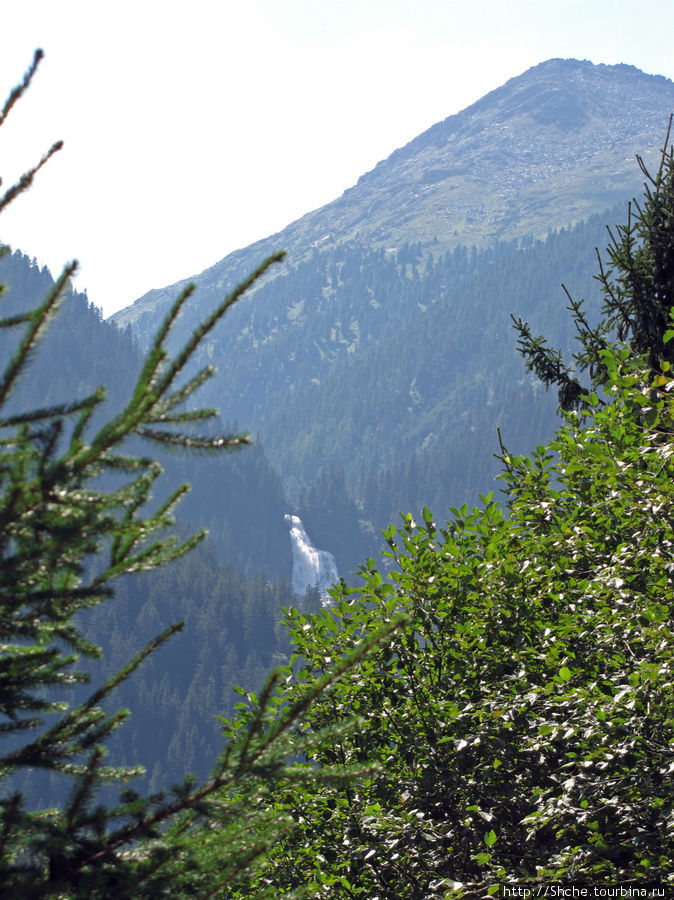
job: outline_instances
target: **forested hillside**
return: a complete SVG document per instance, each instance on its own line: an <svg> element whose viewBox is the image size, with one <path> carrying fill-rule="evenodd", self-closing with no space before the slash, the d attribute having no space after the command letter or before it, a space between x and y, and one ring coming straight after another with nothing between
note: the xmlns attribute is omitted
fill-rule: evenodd
<svg viewBox="0 0 674 900"><path fill-rule="evenodd" d="M594 247L623 213L437 258L416 245L316 250L233 310L205 357L218 367L206 399L228 386L229 414L260 435L342 573L400 512L489 486L497 428L519 450L551 434L557 400L522 370L510 316L568 347L561 284L596 307Z"/></svg>
<svg viewBox="0 0 674 900"><path fill-rule="evenodd" d="M596 305L594 247L621 213L545 240L437 258L418 245L388 253L348 245L286 264L254 303L232 310L202 360L218 368L205 402L252 429L262 447L222 460L164 455L167 471L192 484L183 519L208 527L223 558L246 573L289 581L283 515L294 504L350 577L400 512L474 497L497 472L497 429L524 450L554 425L556 398L540 396L522 371L511 313L568 348L561 284ZM19 254L5 264L17 284L8 302L18 285L36 300L50 283ZM107 383L109 405L119 405L139 366L130 332L102 322L78 295L62 317L17 402ZM88 335L81 347L80 331Z"/></svg>

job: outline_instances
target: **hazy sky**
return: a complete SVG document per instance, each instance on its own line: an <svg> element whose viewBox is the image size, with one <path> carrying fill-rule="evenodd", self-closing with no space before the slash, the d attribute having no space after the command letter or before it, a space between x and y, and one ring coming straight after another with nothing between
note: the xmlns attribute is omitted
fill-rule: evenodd
<svg viewBox="0 0 674 900"><path fill-rule="evenodd" d="M0 237L106 314L339 196L434 122L555 56L674 77L671 0L15 0ZM663 123L664 127L664 123Z"/></svg>

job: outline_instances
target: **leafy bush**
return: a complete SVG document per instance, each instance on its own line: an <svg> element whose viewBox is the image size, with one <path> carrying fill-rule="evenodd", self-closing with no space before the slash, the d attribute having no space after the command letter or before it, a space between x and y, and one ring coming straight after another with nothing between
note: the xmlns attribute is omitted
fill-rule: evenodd
<svg viewBox="0 0 674 900"><path fill-rule="evenodd" d="M319 737L311 762L376 769L269 798L301 823L267 859L279 895L671 880L674 329L651 315L668 304L670 321L674 302L671 148L637 210L600 274L604 321L590 327L572 303L591 385L519 323L531 367L574 408L530 456L502 448L508 513L490 495L444 528L428 510L406 516L385 532L384 571L369 559L332 609L287 613L281 707L363 635L406 624L311 706L309 733L359 722Z"/></svg>

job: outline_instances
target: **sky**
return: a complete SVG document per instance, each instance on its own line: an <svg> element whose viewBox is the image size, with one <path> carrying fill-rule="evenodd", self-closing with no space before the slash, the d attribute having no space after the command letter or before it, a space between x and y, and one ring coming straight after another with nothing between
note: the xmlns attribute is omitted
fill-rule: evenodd
<svg viewBox="0 0 674 900"><path fill-rule="evenodd" d="M0 239L109 315L330 202L551 57L674 78L671 0L0 0Z"/></svg>

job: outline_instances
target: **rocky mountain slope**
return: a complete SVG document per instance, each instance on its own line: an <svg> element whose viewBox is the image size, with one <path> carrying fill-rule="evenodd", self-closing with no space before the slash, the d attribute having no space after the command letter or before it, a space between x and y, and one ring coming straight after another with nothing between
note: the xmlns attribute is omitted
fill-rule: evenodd
<svg viewBox="0 0 674 900"><path fill-rule="evenodd" d="M196 276L200 302L279 248L297 263L354 239L444 252L542 237L638 194L635 154L656 162L672 109L674 83L662 76L543 62L396 150L337 200ZM114 320L142 339L182 283L150 291Z"/></svg>

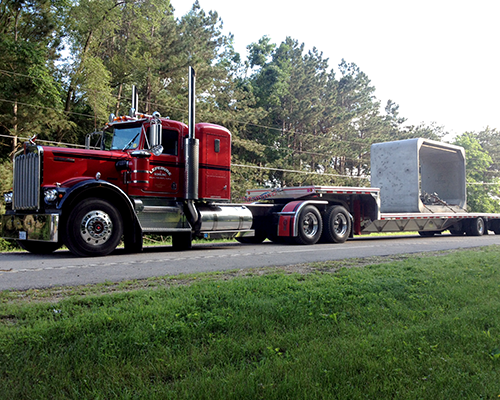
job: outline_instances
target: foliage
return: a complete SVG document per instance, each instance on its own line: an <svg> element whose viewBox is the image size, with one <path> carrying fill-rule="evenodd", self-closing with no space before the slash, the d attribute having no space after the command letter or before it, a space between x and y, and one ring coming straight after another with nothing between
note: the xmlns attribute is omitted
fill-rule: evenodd
<svg viewBox="0 0 500 400"><path fill-rule="evenodd" d="M320 49L291 37L264 36L247 49L242 61L217 12L197 0L178 19L165 0L3 1L0 159L12 157L18 136L82 144L110 113L129 113L132 85L137 111L187 122L188 66L197 120L232 133L235 199L257 186L366 185L372 143L446 133L408 125L392 100L382 107L354 62L332 68ZM491 181L499 134L487 129L477 139L493 157Z"/></svg>
<svg viewBox="0 0 500 400"><path fill-rule="evenodd" d="M65 0L7 0L0 4L0 159L17 149L17 136L52 139L67 130L54 80ZM46 106L49 107L46 107Z"/></svg>
<svg viewBox="0 0 500 400"><path fill-rule="evenodd" d="M465 149L467 165L467 205L469 211L500 212L500 177L491 170L493 159L484 151L479 137L488 132L466 132L455 138L454 144ZM493 142L486 142L493 145Z"/></svg>
<svg viewBox="0 0 500 400"><path fill-rule="evenodd" d="M12 162L0 161L0 215L5 212L3 194L12 190Z"/></svg>
<svg viewBox="0 0 500 400"><path fill-rule="evenodd" d="M60 301L6 292L0 396L493 399L499 251Z"/></svg>

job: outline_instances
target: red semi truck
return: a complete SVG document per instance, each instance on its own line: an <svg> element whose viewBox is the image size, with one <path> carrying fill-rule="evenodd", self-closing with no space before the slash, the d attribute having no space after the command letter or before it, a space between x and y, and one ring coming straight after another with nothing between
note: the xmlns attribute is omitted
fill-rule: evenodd
<svg viewBox="0 0 500 400"><path fill-rule="evenodd" d="M130 114L97 133L98 148L95 133L81 150L25 143L0 236L33 253L64 244L104 256L120 240L141 251L151 233L172 236L177 249L193 238L315 244L371 232L500 234L500 214L466 212L463 149L425 139L373 145L373 187L255 189L232 204L231 133L194 123L191 68L189 86L189 125L137 113L134 94Z"/></svg>

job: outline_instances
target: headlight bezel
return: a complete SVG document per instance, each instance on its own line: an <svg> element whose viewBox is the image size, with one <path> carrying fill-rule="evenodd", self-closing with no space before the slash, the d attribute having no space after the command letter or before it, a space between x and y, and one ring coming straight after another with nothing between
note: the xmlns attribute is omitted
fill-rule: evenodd
<svg viewBox="0 0 500 400"><path fill-rule="evenodd" d="M45 188L43 190L43 200L45 204L54 204L59 199L57 188Z"/></svg>
<svg viewBox="0 0 500 400"><path fill-rule="evenodd" d="M3 194L3 201L5 204L12 204L12 197L14 195L14 192L5 192Z"/></svg>

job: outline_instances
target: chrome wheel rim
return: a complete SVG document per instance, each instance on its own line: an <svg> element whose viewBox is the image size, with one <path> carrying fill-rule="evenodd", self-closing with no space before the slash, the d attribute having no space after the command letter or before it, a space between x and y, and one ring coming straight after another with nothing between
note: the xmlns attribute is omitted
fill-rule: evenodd
<svg viewBox="0 0 500 400"><path fill-rule="evenodd" d="M88 212L80 224L80 234L83 240L94 246L106 243L112 233L113 223L109 215L104 211L95 210Z"/></svg>
<svg viewBox="0 0 500 400"><path fill-rule="evenodd" d="M477 231L481 235L484 233L484 221L482 218L477 219Z"/></svg>
<svg viewBox="0 0 500 400"><path fill-rule="evenodd" d="M302 223L302 231L306 236L314 237L318 233L319 221L317 216L309 212L304 216Z"/></svg>
<svg viewBox="0 0 500 400"><path fill-rule="evenodd" d="M337 214L333 221L333 229L337 235L343 236L347 232L347 218L344 214Z"/></svg>

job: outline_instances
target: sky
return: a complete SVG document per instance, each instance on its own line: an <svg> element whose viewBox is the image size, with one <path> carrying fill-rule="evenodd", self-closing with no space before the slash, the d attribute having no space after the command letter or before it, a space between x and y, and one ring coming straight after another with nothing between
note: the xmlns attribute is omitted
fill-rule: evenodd
<svg viewBox="0 0 500 400"><path fill-rule="evenodd" d="M174 15L194 0L171 0ZM345 59L368 75L382 107L407 124L435 123L446 139L500 129L500 0L199 0L246 57L267 35L316 47L337 69Z"/></svg>

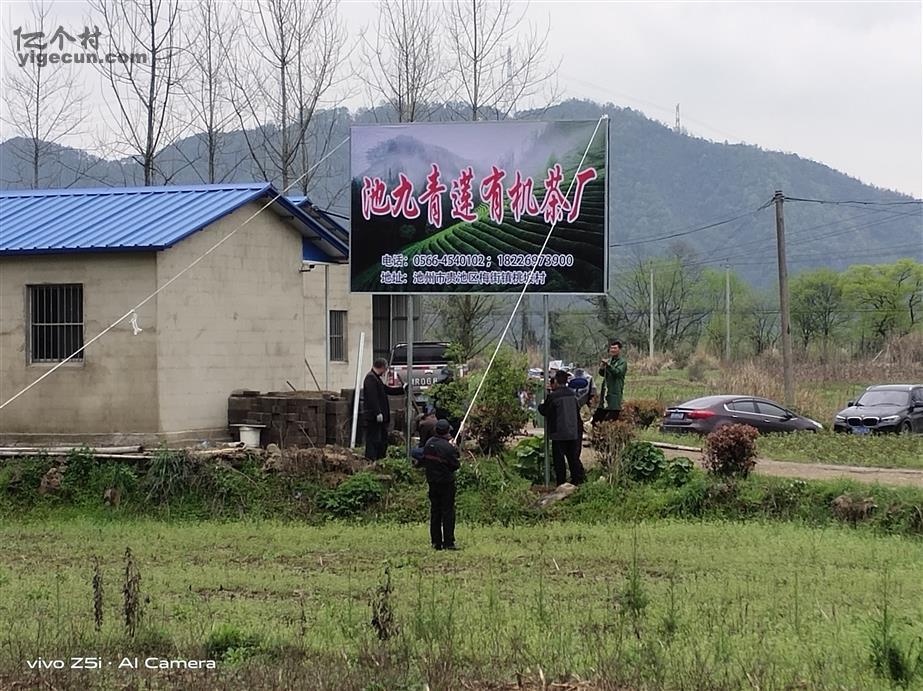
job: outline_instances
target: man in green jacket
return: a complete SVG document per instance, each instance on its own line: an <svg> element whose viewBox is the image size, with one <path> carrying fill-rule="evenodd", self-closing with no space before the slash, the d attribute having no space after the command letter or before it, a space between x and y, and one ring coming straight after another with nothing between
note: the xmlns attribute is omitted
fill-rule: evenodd
<svg viewBox="0 0 923 691"><path fill-rule="evenodd" d="M622 392L625 389L625 373L628 363L622 357L622 342L609 342L609 358L599 361L599 373L603 377L603 400L593 422L618 420L622 411Z"/></svg>

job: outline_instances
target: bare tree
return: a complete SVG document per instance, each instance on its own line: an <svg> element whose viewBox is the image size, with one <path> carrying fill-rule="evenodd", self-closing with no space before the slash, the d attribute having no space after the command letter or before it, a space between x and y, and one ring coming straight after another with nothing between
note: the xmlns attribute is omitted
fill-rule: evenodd
<svg viewBox="0 0 923 691"><path fill-rule="evenodd" d="M266 0L245 22L252 49L234 77L234 109L251 158L267 180L307 192L315 156L329 132L312 130L319 109L335 105L345 28L338 0Z"/></svg>
<svg viewBox="0 0 923 691"><path fill-rule="evenodd" d="M33 2L27 31L49 38L52 27L58 26L52 20L51 7L52 3L42 0ZM18 182L33 189L48 183L42 179L43 162L54 156L62 139L77 133L85 118L85 97L78 91L74 67L49 63L49 43L33 49L30 60L29 49L22 45L23 36L17 35L10 44L16 66L7 69L3 79L2 120L21 138L12 142L10 149L26 168ZM59 177L53 184L60 182Z"/></svg>
<svg viewBox="0 0 923 691"><path fill-rule="evenodd" d="M414 0L380 0L373 30L360 38L356 70L374 107L384 103L398 122L426 120L444 96L437 6Z"/></svg>
<svg viewBox="0 0 923 691"><path fill-rule="evenodd" d="M102 15L107 52L121 56L98 63L112 88L112 110L122 148L144 171L144 184L155 175L157 155L180 136L175 111L182 80L180 0L90 0Z"/></svg>
<svg viewBox="0 0 923 691"><path fill-rule="evenodd" d="M482 353L496 333L497 303L488 295L447 296L439 314L440 337L457 344L464 360Z"/></svg>
<svg viewBox="0 0 923 691"><path fill-rule="evenodd" d="M550 27L542 31L527 22L527 10L512 0L447 0L449 75L471 120L504 119L552 88L558 66L548 62Z"/></svg>
<svg viewBox="0 0 923 691"><path fill-rule="evenodd" d="M205 182L227 179L235 168L219 174L218 157L223 150L224 133L236 115L231 105L231 68L239 56L233 46L240 29L240 16L234 5L221 0L199 0L190 11L187 24L194 28L187 32L187 49L191 58L184 91L191 111L191 126L197 133L198 150L195 159L204 158L205 170L199 177ZM204 156L200 156L204 148ZM182 152L180 152L182 153Z"/></svg>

Instructions for the task: Read the data above and pull out each line that holds the string "target".

Solution for this task:
target: **forested hillside**
target: **hazy sky**
target: **leafy bush**
target: **sky**
target: **rocky mountain slope**
target: foliage
target: red semi truck
target: headlight bezel
target: chrome wheel rim
target: sky
target: man in green jacket
target: bare tree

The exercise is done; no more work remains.